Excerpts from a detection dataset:
— BEGIN —

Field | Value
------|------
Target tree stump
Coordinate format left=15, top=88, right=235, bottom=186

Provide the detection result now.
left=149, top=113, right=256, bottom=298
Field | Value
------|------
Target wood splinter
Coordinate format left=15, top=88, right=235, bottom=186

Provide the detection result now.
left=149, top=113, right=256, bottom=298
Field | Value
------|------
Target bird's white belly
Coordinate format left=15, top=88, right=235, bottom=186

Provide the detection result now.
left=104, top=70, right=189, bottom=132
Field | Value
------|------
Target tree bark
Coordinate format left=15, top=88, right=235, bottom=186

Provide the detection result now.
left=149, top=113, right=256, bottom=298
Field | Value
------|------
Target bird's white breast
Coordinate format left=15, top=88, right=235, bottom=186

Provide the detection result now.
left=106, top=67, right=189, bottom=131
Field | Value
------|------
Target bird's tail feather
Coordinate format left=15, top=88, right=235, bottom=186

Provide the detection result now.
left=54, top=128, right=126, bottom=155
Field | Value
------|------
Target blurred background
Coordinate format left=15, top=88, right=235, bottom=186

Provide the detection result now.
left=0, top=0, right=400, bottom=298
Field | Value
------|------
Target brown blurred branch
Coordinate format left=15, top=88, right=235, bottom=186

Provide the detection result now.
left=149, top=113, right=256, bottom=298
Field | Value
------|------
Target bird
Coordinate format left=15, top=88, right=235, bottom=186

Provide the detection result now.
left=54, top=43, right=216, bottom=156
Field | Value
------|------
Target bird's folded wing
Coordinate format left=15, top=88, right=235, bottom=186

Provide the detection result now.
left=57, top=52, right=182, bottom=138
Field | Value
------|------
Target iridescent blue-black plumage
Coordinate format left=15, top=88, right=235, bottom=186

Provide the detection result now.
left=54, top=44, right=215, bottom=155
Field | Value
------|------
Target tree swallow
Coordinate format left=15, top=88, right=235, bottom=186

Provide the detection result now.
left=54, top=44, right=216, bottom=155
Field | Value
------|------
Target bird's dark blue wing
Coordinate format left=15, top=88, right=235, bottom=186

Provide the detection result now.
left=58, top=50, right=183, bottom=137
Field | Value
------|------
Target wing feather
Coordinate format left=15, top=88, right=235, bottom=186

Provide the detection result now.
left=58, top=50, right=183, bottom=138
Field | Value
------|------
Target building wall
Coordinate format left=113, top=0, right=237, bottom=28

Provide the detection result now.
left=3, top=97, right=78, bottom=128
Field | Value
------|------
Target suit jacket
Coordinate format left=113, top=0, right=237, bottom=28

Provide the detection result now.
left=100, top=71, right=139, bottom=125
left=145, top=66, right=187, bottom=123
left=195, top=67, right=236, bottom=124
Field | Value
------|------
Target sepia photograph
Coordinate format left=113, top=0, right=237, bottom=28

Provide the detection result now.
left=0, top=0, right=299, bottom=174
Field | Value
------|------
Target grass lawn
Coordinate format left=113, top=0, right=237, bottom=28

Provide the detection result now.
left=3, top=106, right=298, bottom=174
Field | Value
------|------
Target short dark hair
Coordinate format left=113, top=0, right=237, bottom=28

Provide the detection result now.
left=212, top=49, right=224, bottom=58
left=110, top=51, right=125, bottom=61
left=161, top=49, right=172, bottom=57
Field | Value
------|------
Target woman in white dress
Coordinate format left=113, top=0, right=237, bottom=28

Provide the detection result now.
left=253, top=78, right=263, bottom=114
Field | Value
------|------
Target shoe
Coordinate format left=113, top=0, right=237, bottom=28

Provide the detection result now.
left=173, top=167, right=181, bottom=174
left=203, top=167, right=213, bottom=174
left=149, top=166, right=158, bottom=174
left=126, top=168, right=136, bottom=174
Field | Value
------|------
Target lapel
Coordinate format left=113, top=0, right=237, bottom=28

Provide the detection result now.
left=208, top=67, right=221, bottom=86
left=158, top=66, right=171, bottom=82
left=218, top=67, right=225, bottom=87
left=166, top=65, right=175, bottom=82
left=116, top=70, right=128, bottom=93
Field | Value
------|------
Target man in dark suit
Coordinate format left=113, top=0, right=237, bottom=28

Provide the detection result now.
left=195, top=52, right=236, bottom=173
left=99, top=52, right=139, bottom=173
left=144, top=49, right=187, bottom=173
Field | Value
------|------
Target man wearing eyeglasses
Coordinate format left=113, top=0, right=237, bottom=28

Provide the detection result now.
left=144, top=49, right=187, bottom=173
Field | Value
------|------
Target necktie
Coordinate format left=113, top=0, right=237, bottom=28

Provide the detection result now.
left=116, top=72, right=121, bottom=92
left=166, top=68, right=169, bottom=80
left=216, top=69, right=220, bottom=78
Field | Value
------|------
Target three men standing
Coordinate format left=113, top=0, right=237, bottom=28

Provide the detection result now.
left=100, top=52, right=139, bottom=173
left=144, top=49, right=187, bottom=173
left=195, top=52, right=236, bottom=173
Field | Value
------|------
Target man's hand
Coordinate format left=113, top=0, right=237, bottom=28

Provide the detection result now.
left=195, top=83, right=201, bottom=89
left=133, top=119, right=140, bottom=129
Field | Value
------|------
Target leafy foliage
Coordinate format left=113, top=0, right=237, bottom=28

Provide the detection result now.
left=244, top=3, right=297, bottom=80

— END —

__Stated task__
Rewrite the lines above, starting with the very first line and ending with the line containing "left=54, top=128, right=126, bottom=155", and shift every bounding-box coordinate in the detection results up by 105. Leave all other lines unchanged, including the coordinate format samples.

__Expected answer__
Field | Value
------|------
Target tree stump
Coordinate format left=15, top=88, right=235, bottom=186

Provide the detection result now.
left=254, top=218, right=361, bottom=403
Field | Value
------|------
Target wood splinter
Coordinate format left=15, top=88, right=235, bottom=186

Provide the detection result now.
left=254, top=218, right=361, bottom=403
Field | Value
------|------
Target bird's white belly
Coordinate format left=15, top=88, right=235, bottom=186

Provide the detection result now.
left=209, top=175, right=294, bottom=237
Field | Value
------|------
Target tree bark
Coordinate format left=15, top=88, right=235, bottom=186

Provide the detection result now.
left=254, top=218, right=361, bottom=403
Field | Value
------|------
Target bird's white breast
Coordinate format left=15, top=88, right=235, bottom=186

Provide the detection result now.
left=211, top=172, right=294, bottom=236
Field | Value
------|------
Target bird's tail feather
Coordinate format left=15, top=88, right=235, bottom=186

Provide the detection result now.
left=159, top=233, right=231, bottom=260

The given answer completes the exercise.